Rows from a box labeling dataset:
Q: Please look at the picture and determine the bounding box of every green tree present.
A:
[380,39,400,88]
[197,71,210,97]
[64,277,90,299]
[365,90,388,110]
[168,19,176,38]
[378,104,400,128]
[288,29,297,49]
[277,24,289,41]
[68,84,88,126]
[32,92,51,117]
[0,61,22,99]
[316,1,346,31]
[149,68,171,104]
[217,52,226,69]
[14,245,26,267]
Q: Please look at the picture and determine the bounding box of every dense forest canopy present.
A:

▶ _YOUR INSTRUCTIONS_: Type the material above out again, exactly.

▶ _WRITTEN RESPONSE_:
Q: Please look at the picture and determine the bounding box of every green tree present.
A:
[380,39,400,88]
[197,71,210,97]
[64,277,90,299]
[365,90,388,110]
[168,19,176,38]
[378,104,400,128]
[288,29,297,49]
[277,24,289,41]
[68,84,88,126]
[32,92,51,117]
[0,61,22,99]
[316,1,346,31]
[149,68,171,104]
[217,52,226,69]
[14,245,26,267]
Q: Please look at the picture and determine the bounding box of every dense forest canopy present.
A:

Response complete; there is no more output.